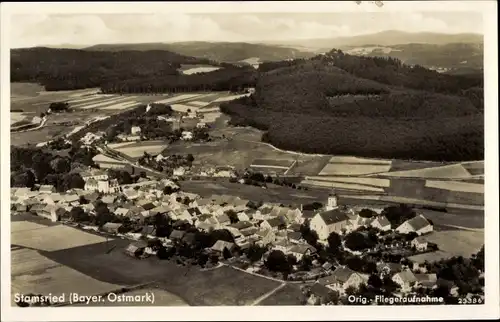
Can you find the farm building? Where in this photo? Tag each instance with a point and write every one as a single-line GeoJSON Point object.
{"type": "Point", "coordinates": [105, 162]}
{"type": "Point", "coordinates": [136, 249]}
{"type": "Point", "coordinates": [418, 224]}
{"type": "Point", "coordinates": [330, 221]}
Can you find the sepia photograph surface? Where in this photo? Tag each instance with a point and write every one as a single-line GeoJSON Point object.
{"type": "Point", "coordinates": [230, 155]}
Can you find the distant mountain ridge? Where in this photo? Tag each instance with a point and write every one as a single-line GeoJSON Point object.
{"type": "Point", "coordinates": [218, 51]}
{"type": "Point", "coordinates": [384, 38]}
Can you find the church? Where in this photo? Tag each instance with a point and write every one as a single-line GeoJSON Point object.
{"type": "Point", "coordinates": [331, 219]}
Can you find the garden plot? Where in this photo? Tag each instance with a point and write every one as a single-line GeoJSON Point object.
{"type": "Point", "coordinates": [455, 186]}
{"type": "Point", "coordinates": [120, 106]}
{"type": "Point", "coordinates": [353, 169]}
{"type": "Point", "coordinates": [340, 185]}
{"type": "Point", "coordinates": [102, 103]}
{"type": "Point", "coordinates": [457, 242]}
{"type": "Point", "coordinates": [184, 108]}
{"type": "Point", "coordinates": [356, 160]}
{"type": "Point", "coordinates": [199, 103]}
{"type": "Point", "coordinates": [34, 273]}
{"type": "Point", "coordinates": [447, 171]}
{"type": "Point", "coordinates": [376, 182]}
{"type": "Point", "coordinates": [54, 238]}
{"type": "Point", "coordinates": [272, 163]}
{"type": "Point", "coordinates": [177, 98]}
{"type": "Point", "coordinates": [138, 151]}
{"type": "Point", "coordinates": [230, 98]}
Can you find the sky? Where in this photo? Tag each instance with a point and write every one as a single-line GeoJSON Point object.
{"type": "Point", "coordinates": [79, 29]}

» **PROBLEM DETAILS**
Please retype the listing exactly, leaving out any images.

» **RESPONSE TO THE EXERCISE**
Can you find the farm building? Where in this photo? Tag each instance with a point and write every one as a single-line GeoJSON Point object.
{"type": "Point", "coordinates": [105, 162]}
{"type": "Point", "coordinates": [136, 249]}
{"type": "Point", "coordinates": [418, 224]}
{"type": "Point", "coordinates": [330, 221]}
Can you find the sepia photograph surface? Where in this photo? Tag each instance with a point and write every one as a single-line GeoJSON Point object.
{"type": "Point", "coordinates": [230, 155]}
Can you find the distant mountain ridge? Where in this photo? Tag each instance with a point and write every one as a single-line GeoJSON Point object.
{"type": "Point", "coordinates": [218, 51]}
{"type": "Point", "coordinates": [384, 38]}
Can you find the church? Where in this photo? Tag each instance with a point and write every one as a single-line GeoJSON Point object.
{"type": "Point", "coordinates": [331, 219]}
Can you find the garden plot? Where in this photo? Tag each instance with a point and write every one as a single-line GeoJSON Point object.
{"type": "Point", "coordinates": [455, 186]}
{"type": "Point", "coordinates": [120, 106]}
{"type": "Point", "coordinates": [353, 169]}
{"type": "Point", "coordinates": [340, 185]}
{"type": "Point", "coordinates": [102, 103]}
{"type": "Point", "coordinates": [457, 242]}
{"type": "Point", "coordinates": [184, 108]}
{"type": "Point", "coordinates": [356, 160]}
{"type": "Point", "coordinates": [199, 103]}
{"type": "Point", "coordinates": [34, 273]}
{"type": "Point", "coordinates": [447, 171]}
{"type": "Point", "coordinates": [376, 182]}
{"type": "Point", "coordinates": [54, 238]}
{"type": "Point", "coordinates": [272, 163]}
{"type": "Point", "coordinates": [177, 98]}
{"type": "Point", "coordinates": [138, 151]}
{"type": "Point", "coordinates": [230, 98]}
Can you find the sky? Where in this photo? Tag each instance with a point and write every one as a single-line GeoJSON Point object.
{"type": "Point", "coordinates": [79, 29]}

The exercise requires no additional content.